- **TASK DETAILS**:
Can you rename "forest" to "woodland" in the records from their start through the line that contains "x=640 y=226", keeping everything else the same and returning only those lines?

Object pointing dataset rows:
>> START

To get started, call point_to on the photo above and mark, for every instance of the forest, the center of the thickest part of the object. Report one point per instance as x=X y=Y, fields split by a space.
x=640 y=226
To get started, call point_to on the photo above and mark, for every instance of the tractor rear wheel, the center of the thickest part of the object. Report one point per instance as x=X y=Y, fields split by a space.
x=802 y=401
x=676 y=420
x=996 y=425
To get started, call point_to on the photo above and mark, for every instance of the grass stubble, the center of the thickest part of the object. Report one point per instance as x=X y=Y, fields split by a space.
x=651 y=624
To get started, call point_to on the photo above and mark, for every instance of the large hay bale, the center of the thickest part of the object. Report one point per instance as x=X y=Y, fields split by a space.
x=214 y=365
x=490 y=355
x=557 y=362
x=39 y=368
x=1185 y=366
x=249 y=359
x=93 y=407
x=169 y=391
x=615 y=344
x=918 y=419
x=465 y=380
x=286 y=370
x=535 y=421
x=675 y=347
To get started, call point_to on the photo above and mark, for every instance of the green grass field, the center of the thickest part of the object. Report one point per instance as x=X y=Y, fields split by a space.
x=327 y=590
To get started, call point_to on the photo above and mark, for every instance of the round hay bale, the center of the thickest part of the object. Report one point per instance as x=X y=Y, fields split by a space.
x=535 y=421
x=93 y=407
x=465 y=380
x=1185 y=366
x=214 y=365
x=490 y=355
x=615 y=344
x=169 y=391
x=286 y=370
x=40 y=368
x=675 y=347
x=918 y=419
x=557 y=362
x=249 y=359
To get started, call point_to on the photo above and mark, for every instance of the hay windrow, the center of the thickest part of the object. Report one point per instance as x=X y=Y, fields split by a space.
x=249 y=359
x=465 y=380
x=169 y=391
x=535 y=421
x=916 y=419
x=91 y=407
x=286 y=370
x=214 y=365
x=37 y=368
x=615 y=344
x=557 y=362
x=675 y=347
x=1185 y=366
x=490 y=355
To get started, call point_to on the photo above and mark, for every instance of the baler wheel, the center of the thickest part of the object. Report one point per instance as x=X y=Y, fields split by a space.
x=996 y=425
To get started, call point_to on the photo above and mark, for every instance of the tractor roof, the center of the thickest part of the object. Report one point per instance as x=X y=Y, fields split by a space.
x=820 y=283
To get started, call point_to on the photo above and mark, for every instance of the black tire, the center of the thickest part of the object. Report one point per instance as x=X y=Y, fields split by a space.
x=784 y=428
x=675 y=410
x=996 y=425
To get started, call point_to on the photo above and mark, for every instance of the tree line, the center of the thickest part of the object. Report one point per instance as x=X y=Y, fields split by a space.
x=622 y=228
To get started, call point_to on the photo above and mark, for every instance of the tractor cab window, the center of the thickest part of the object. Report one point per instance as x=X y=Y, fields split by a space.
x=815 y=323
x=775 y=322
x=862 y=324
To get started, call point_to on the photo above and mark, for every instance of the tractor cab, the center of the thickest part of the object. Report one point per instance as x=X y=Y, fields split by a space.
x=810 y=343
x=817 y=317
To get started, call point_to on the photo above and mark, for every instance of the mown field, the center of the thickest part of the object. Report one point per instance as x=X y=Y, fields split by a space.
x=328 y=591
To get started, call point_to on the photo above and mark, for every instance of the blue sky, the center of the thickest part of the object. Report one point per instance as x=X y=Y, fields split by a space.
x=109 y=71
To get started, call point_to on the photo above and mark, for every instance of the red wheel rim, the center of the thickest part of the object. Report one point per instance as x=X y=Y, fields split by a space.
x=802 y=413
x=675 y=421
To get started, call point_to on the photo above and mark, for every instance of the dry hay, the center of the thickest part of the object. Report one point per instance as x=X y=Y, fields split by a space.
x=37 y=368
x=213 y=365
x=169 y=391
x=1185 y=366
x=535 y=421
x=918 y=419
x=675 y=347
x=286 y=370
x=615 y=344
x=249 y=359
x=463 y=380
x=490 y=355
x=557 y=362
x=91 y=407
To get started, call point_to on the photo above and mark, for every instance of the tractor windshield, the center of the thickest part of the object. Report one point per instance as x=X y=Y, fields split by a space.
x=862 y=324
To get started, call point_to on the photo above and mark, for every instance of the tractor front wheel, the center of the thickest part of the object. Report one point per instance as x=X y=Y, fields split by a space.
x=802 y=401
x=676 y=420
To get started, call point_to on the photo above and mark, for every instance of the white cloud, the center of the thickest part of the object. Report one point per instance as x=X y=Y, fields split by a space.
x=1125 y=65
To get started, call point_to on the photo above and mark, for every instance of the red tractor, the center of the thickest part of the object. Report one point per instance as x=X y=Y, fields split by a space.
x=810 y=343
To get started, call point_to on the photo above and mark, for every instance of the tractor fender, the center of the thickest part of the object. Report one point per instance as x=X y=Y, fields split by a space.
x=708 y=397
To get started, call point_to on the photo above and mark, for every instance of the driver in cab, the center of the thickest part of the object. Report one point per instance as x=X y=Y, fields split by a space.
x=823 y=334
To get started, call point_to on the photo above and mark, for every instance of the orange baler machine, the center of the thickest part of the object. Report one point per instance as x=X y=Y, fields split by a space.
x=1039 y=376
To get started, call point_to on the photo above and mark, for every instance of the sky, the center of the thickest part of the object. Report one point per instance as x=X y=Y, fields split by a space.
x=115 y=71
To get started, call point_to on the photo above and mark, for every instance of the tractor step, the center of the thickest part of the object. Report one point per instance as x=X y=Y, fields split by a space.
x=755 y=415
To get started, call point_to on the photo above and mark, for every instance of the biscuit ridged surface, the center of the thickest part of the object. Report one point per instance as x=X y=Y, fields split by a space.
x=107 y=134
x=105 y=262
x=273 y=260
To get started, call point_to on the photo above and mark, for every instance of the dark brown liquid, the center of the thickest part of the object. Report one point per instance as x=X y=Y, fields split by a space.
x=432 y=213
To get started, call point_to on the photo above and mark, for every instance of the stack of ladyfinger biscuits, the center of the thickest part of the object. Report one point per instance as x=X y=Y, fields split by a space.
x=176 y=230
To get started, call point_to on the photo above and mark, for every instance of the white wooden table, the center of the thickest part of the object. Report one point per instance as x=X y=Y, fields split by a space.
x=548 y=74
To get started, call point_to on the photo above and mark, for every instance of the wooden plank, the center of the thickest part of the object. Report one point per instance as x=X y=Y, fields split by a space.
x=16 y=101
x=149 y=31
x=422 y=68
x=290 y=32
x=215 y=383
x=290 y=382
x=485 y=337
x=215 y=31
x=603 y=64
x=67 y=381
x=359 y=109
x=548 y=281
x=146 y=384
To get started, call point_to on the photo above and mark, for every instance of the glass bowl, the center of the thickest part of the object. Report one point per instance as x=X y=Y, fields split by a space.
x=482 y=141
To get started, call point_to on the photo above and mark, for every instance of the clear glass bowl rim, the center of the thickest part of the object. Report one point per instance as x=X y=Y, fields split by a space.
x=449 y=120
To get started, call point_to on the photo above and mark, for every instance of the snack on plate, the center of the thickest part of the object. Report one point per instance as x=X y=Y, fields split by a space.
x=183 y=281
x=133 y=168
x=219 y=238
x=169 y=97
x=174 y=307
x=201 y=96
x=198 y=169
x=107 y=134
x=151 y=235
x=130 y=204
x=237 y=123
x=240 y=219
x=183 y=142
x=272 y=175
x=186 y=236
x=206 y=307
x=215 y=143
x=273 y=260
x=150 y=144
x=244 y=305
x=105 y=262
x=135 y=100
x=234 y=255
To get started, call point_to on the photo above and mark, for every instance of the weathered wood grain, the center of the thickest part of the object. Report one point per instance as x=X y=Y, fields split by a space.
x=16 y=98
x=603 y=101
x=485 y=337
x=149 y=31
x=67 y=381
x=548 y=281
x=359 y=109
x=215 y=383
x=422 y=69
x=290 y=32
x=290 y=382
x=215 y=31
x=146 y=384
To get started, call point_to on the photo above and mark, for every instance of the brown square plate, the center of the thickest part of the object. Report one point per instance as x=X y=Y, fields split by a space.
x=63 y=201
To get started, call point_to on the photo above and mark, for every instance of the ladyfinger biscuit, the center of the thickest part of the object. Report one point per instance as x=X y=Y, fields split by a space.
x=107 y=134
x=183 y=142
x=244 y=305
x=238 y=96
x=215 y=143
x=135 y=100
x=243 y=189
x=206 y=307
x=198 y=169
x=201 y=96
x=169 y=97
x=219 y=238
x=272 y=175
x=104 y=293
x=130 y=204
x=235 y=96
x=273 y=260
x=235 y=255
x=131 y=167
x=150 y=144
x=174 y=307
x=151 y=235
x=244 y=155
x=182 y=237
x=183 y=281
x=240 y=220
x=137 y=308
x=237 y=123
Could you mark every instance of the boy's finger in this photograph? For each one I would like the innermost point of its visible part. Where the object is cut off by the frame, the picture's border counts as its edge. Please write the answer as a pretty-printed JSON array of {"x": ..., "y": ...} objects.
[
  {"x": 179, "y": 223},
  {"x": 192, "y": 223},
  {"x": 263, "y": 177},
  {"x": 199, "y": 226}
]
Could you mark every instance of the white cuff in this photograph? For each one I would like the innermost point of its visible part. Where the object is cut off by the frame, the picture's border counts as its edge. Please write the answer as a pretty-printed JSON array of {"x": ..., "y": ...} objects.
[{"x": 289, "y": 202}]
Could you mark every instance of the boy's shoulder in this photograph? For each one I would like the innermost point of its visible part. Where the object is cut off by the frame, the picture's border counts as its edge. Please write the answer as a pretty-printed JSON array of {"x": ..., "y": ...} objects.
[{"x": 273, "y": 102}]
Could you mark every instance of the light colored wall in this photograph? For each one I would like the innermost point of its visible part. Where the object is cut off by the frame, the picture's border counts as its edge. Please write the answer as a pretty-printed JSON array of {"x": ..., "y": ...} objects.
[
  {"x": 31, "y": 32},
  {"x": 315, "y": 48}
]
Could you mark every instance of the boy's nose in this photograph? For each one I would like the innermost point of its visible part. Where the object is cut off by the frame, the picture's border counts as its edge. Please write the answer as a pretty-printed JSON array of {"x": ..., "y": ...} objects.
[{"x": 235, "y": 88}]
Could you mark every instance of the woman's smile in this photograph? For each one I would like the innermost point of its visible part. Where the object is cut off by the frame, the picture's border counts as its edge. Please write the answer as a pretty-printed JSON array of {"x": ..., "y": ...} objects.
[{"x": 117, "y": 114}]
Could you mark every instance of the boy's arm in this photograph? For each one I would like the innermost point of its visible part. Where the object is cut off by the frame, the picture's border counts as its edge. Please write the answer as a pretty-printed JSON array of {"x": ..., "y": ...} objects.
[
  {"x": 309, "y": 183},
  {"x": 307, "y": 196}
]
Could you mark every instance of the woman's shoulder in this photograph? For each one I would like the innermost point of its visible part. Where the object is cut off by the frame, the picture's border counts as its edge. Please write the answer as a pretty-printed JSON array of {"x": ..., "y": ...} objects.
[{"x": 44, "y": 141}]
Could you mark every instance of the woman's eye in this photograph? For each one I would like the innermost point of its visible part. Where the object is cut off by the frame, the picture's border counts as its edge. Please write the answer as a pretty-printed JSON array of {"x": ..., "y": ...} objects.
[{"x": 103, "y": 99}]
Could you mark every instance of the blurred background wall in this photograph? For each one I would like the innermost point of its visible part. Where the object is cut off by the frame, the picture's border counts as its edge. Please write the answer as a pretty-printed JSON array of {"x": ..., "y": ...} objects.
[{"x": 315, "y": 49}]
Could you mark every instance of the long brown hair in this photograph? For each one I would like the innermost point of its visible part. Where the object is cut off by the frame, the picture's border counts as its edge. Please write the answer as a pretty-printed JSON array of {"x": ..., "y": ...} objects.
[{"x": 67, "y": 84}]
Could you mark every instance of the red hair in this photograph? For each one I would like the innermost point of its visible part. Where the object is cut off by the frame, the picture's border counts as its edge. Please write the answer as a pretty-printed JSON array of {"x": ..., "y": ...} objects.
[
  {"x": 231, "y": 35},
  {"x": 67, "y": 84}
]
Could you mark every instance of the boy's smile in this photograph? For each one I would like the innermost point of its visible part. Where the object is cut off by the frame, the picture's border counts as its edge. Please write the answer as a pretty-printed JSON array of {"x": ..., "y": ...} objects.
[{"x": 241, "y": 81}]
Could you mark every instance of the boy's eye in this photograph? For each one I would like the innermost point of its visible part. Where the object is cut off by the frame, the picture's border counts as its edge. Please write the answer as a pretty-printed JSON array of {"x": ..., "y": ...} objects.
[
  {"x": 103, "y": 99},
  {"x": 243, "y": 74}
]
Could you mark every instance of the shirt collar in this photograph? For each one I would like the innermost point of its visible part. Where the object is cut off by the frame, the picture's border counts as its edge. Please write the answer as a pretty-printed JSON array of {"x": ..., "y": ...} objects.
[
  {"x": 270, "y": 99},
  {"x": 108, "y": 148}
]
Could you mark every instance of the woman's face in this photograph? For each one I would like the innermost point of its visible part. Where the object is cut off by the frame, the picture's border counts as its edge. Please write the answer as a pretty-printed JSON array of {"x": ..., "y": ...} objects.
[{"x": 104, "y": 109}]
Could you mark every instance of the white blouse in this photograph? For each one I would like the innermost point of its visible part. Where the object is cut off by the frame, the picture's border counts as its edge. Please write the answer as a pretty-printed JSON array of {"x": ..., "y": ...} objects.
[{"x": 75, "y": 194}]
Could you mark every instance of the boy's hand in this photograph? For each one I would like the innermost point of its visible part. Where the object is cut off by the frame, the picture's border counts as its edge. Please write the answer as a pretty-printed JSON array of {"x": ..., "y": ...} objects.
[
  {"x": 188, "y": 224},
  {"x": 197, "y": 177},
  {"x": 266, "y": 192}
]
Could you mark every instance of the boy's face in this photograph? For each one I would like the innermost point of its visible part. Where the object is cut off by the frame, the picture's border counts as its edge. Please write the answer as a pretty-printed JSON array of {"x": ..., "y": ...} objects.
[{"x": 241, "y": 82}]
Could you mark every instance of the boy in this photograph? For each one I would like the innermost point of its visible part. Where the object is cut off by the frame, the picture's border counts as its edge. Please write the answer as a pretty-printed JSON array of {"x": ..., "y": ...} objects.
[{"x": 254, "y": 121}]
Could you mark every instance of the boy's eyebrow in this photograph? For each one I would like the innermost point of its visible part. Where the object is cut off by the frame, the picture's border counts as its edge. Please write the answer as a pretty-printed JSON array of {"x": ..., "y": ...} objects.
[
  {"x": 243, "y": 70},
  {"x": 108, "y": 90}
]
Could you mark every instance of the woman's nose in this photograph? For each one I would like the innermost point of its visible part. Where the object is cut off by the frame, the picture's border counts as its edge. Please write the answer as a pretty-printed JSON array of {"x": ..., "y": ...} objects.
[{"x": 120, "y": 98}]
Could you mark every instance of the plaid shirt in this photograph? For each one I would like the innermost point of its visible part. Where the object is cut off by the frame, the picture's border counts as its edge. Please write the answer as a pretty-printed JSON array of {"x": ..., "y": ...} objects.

>> END

- **TASK RESULT**:
To get started, call point_to on the photo above and mark, for every instance of the woodland, the center of the thickest part of the object. Report one point per instance as x=X y=Y, fields split by a space.
x=640 y=226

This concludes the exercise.